Complete the following:
**a)** Write out the passage on planetary science from "There is a particular" to "planet really is.", replacing "Mars" with "Venus" throughout.
**b)** According to the passage on planetary science, what does Earth's magnetic field do?

-------- Selected excerpt --------

There is a particular irony in studying other worlds. The farther one looks into space, the more precious Earth appears.
As a planetary scientist, I spend my days thinking about Mars, the Moon and the conditions that make life possible, or impossible. The more closely I study these worlds, the less ordinary our own planet seems. Earth is not simply where we happen to live; it is an extraordinary and delicate success story.
Each Earth Day tends to bring back the same question. Why look outward when there is so much work to be done here at home? Why invest in exploring the Moon or Mars when the urgent task is to protect the only world known to sustain life? It is a fair question, but it rests on a false choice. Space exploration deepens our understanding of Earth. It gives us a clearer, more humble sense of what this planet really is.
Our planet protects us in ways most of us rarely stop to consider. We live beneath a thick atmosphere that absorbs much of the radiation moving constantly through the galaxy. We are shielded by a magnetic field that deflects charged particles before they can do harm. Earth sits at the right distance from the Sun for liquid water to exist, while remaining geologically active enough to sustain a stable environment for life over immense spans of time.
The real significance of Earth’s balance comes into view when it is set beside worlds that lost theirs.
Mars is one such world. Today it is cold, dry and exposed. Yet there is strong evidence that it was once more hospitable, with a thicker atmosphere and liquid water on its surface. Our work at NYU Abu Dhabi has focused on the processes behind Mars’s atmospheric and water loss, and on the possibility that, if life ever emerged there, it may have retreated below the surface.
What makes Mars so important is that it shows habitability can be lost. A planet can change. Its atmosphere can erode. Its protections can weaken. Over time, a world that once seemed welcoming can become hostile.
Mars does not offer a direct forecast for Earth. It does offer a reminder that planetary stability should never be taken for granted. This is one reason studying other planets is also, in a very real sense, a way of studying our own. When we compare worlds side by side, we understand more clearly what makes one habitable, what makes another hostile, and why our own has remained so unusually favourable to life. Space science keeps earthly concerns in frame. It places them in a wider context and, in doing so, brings them into sharper focus.
Human spaceflight reinforces the same lesson. As Artemis missions move towards longer stays around and on the Moon, radiation protection has become one of the defining engineering and biomedical challenges. Once astronauts move beyond Earth’s magnetic shielding, they are exposed far more directly to galactic cosmic rays and solar energetic particles. The farther we travel from Earth, the more obvious it becomes how much this planet has been doing for us all along.

-------- Dataset entries --------

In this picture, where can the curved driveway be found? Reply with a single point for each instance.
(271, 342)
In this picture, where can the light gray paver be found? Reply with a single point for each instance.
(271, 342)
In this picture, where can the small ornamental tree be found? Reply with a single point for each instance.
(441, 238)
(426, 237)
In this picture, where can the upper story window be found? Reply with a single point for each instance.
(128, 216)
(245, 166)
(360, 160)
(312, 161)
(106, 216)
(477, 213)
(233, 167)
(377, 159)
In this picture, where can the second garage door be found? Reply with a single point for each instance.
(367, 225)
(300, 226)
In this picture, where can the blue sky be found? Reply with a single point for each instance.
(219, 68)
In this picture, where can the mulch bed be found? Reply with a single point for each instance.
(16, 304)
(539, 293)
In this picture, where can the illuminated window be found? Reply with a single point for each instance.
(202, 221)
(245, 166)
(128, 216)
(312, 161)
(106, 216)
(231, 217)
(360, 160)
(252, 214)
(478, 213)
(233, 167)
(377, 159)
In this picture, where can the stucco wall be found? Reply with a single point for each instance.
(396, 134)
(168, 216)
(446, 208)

--------

Responses to the tasks:
**a)**
There is a particular irony in studying other worlds. The farther one looks into space, the more precious Earth appears.
As a planetary scientist, I spend my days thinking about Venus, the Moon and the conditions that make life possible, or impossible. The more closely I study these worlds, the less ordinary our own planet seems. Earth is not simply where we happen to live; it is an extraordinary and delicate success story.
Each Earth Day tends to bring back the same question. Why look outward when there is so much work to be done here at home? Why invest in exploring the Moon or Venus when the urgent task is to protect the only world known to sustain life? It is a fair question, but it rests on a false choice. Space exploration deepens our understanding of Earth. It gives us a clearer, more humble sense of what this planet really is.

**b)** It deflects charged particles before they can do harm.